#### WHAT THE TASK ASKS:
Below are entries. Reproduce exactly the lines between the line holding "positive clicks: (339, 324)" and the line holding "253V232L453 204L433 206L424", inclusive, and only those.

--------

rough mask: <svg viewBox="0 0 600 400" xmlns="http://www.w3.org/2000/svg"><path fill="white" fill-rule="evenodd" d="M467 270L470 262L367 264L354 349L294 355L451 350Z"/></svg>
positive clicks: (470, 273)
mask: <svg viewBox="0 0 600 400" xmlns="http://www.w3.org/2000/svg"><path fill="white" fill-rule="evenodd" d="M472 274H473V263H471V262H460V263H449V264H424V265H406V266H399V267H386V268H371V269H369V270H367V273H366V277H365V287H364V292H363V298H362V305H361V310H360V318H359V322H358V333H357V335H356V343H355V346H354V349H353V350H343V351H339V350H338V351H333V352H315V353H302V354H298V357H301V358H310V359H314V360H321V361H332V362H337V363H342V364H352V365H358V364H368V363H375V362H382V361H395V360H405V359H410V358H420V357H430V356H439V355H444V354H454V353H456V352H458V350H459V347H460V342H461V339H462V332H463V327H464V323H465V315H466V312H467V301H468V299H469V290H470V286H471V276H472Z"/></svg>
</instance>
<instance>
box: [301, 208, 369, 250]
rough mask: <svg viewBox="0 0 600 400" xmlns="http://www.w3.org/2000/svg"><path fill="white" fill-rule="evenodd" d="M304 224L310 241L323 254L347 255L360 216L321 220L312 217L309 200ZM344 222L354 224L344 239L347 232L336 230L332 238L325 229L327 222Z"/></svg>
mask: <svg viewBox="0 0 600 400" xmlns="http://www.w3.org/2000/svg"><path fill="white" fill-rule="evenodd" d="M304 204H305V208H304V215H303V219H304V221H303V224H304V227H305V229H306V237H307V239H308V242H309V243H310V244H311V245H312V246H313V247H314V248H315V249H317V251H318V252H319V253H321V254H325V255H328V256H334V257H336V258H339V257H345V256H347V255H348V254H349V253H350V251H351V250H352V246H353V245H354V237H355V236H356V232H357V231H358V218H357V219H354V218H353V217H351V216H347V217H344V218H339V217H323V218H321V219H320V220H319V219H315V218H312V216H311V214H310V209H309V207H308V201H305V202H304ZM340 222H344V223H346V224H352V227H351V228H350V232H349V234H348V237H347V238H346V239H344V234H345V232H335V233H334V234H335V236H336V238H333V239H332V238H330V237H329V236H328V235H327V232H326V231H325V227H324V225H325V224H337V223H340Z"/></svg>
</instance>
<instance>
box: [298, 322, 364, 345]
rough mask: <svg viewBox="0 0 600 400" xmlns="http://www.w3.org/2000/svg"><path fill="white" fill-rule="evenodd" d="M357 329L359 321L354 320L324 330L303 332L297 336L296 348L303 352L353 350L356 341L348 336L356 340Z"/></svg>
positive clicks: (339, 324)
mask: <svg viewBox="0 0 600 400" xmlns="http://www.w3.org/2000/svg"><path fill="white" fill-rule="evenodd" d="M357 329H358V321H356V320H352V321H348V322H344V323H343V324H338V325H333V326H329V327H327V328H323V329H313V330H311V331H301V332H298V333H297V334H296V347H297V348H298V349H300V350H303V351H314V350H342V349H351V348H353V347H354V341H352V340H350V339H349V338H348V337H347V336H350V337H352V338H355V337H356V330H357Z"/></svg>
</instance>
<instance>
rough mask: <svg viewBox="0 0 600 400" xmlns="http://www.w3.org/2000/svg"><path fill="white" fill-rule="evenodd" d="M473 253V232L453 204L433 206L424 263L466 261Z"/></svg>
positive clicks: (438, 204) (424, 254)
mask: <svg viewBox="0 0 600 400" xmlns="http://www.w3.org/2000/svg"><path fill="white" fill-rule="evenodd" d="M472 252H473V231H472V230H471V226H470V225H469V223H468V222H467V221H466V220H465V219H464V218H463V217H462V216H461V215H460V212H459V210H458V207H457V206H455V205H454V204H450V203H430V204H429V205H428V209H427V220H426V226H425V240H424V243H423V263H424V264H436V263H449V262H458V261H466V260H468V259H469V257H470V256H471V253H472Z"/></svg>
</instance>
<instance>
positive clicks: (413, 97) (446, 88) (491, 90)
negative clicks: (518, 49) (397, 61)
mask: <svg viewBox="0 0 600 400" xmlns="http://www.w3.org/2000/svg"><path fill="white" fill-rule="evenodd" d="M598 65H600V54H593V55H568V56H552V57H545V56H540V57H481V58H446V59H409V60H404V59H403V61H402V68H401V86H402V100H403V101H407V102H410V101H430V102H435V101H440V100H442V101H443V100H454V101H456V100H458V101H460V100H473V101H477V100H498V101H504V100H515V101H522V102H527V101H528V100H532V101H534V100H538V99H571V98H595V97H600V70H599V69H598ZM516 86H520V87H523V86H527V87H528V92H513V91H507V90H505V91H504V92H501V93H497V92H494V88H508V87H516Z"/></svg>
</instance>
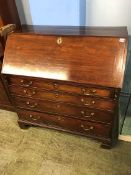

--------

#### SOLUTION:
positive clicks: (339, 324)
mask: <svg viewBox="0 0 600 400" xmlns="http://www.w3.org/2000/svg"><path fill="white" fill-rule="evenodd" d="M357 329H358V321H356V320H352V321H348V322H344V323H343V324H338V325H333V326H329V327H327V328H323V329H313V330H311V331H301V332H298V333H297V334H296V347H297V348H298V349H300V350H303V351H314V350H342V349H351V348H353V347H354V341H352V340H350V339H349V338H348V337H347V336H350V337H352V338H355V337H356V330H357Z"/></svg>
</instance>
<instance>
rough mask: <svg viewBox="0 0 600 400" xmlns="http://www.w3.org/2000/svg"><path fill="white" fill-rule="evenodd" d="M473 253V232L453 204L433 206L424 263L466 261Z"/></svg>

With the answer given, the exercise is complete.